Task requirements | Only one stretch of the data below is needed. Output the lines from the one with "Where can you see the white sofa" up to and including the one with "Where can you see the kitchen cabinet", exactly as they stand.

___ Given records ___

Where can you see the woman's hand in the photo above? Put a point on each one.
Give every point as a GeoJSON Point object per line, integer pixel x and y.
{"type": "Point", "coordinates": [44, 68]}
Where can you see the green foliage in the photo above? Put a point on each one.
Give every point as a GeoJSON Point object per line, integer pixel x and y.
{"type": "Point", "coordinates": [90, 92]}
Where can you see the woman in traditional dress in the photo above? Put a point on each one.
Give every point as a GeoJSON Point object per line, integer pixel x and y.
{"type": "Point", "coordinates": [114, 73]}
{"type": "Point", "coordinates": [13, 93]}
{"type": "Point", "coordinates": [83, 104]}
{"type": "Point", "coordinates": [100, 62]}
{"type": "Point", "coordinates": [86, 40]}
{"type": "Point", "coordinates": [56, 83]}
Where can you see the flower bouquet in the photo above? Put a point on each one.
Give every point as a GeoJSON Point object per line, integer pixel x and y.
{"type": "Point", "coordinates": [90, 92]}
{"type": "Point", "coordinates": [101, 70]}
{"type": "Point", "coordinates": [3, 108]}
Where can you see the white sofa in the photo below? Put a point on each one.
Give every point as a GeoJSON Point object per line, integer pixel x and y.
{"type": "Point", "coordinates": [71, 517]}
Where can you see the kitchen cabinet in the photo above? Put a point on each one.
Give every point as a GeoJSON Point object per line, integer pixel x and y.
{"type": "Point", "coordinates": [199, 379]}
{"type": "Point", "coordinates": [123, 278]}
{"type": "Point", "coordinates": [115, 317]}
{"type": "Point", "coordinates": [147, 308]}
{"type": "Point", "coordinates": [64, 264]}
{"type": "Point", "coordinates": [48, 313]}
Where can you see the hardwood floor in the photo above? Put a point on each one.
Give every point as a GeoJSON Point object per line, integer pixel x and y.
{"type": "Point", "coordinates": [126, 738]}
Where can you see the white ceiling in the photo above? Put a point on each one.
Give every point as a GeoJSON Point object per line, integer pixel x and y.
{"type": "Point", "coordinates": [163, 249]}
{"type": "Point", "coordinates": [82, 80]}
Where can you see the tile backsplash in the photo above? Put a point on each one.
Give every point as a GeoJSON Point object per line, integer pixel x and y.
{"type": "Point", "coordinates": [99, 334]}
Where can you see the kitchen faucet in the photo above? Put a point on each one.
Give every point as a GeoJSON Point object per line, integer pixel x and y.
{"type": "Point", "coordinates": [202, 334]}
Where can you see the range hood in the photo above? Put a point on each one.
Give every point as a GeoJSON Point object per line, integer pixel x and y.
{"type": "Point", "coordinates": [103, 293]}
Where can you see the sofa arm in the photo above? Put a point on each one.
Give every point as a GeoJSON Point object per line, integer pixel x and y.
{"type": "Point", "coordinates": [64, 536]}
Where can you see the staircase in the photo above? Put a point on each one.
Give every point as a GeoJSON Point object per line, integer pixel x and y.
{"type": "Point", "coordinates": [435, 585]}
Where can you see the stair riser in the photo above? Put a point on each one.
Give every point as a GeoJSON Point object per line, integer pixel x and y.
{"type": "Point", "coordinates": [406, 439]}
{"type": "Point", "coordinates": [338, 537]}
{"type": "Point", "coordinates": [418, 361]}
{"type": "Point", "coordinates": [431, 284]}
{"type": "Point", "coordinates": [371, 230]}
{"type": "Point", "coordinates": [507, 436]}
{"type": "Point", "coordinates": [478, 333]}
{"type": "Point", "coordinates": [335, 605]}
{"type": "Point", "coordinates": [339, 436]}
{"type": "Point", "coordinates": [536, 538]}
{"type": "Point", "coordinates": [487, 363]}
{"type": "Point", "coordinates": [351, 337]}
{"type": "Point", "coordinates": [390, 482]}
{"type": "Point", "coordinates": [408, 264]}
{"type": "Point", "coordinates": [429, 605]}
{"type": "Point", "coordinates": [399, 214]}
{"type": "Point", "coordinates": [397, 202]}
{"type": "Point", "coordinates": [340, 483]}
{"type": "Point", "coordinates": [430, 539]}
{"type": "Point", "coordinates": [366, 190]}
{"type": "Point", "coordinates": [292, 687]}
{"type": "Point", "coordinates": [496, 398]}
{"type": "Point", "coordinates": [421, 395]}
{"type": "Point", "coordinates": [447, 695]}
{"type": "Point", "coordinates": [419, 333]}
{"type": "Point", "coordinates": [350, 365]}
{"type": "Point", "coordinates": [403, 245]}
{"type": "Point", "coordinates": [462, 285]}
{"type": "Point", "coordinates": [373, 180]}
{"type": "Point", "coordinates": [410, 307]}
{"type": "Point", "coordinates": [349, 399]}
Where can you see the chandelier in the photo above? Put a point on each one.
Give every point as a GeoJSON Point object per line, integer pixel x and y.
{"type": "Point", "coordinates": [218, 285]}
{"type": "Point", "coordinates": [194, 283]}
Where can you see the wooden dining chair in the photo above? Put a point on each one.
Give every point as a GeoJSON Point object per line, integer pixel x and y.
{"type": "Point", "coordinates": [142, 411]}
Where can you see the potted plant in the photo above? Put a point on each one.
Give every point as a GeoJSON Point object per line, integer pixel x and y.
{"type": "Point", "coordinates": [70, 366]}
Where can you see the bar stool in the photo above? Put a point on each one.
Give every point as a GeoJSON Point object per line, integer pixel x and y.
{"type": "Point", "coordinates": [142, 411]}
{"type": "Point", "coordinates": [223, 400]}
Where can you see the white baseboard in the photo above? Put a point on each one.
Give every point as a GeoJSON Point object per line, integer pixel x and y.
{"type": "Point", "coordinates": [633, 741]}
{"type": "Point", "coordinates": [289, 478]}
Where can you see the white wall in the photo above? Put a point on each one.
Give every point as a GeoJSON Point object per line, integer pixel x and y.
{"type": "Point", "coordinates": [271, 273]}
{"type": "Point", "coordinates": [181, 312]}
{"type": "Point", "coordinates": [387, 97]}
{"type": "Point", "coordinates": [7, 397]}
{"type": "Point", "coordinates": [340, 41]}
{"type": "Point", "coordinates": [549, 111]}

___

Response area |
Where can you see the white sofa in the photo below? Put a point on each one.
Give every point as a GeoJSON Point object per line, integer pixel x and y.
{"type": "Point", "coordinates": [71, 517]}
Where can you see the kitchen cabinet in the photo above? Put a point on each one.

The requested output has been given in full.